* **To do**
Copy the lines that follow, keeping every character the same.

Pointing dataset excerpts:
%%

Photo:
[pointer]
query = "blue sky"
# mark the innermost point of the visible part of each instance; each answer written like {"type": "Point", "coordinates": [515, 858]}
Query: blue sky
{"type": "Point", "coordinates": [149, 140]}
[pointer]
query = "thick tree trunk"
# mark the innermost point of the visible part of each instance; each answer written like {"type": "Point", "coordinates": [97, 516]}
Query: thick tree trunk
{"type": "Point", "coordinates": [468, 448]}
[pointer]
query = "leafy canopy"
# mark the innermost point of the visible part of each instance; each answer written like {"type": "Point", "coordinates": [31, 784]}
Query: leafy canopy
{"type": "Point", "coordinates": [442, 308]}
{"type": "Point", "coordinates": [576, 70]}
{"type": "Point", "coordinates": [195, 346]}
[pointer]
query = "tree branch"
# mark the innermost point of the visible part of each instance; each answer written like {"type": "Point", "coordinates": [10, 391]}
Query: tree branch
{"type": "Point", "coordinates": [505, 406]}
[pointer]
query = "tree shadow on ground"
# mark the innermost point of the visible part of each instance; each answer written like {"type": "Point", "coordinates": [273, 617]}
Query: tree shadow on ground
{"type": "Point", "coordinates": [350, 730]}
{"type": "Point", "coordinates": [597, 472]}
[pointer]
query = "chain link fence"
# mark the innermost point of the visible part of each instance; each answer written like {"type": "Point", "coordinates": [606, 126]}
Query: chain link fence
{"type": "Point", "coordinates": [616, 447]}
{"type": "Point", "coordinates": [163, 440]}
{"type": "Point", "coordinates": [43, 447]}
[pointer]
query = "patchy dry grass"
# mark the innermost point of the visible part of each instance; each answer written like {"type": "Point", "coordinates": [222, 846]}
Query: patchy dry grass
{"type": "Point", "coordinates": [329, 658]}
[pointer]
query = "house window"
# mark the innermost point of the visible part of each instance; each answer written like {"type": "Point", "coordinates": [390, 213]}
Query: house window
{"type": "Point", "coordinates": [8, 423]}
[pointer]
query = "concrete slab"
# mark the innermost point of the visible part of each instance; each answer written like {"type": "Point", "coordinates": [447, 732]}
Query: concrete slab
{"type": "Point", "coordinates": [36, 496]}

%%

* **Solution to this task**
Photo:
[pointer]
query = "blue sky"
# mark the innermost point of the visible part of each instance; each answer written like {"type": "Point", "coordinates": [515, 858]}
Query: blue sky
{"type": "Point", "coordinates": [149, 140]}
[pointer]
query = "thick tree trunk"
# mark the innermost point of the visible part of each instance; each answer written like {"type": "Point", "coordinates": [97, 516]}
Query: thick tree trunk
{"type": "Point", "coordinates": [468, 448]}
[pointer]
query = "leafy canopy"
# mark the innermost point of the visible part of each instance; each answer written like {"type": "Point", "coordinates": [31, 784]}
Query: leafy canopy
{"type": "Point", "coordinates": [442, 308]}
{"type": "Point", "coordinates": [576, 70]}
{"type": "Point", "coordinates": [195, 346]}
[pointer]
query = "tree branch"
# mark the innermost point of the visible part of each instance; each answer written like {"type": "Point", "coordinates": [10, 391]}
Query: tree branch
{"type": "Point", "coordinates": [505, 406]}
[pointer]
query = "tree shadow on ground"
# mark the innermost point of the visible part of each instance; each answer written like {"type": "Point", "coordinates": [273, 617]}
Query: tree shadow on ground
{"type": "Point", "coordinates": [350, 730]}
{"type": "Point", "coordinates": [597, 472]}
[pointer]
query = "chain link fence"
# mark the innermost point of the visible part of each instance; each answer written like {"type": "Point", "coordinates": [606, 126]}
Query: chain link fence
{"type": "Point", "coordinates": [616, 447]}
{"type": "Point", "coordinates": [163, 440]}
{"type": "Point", "coordinates": [43, 447]}
[pointer]
query = "patchy dry grass"
# mark the innermost point of the visible part of each instance; each answer written like {"type": "Point", "coordinates": [222, 846]}
Query: patchy dry grass
{"type": "Point", "coordinates": [329, 658]}
[pointer]
query = "house window"
# mark the innermost point of the visible part of each instance; each answer written like {"type": "Point", "coordinates": [390, 213]}
Query: house window
{"type": "Point", "coordinates": [8, 423]}
[pointer]
query = "concrete slab"
# mark the innermost point of the visible part of each instance; each answer written like {"type": "Point", "coordinates": [447, 732]}
Query: concrete slab
{"type": "Point", "coordinates": [36, 496]}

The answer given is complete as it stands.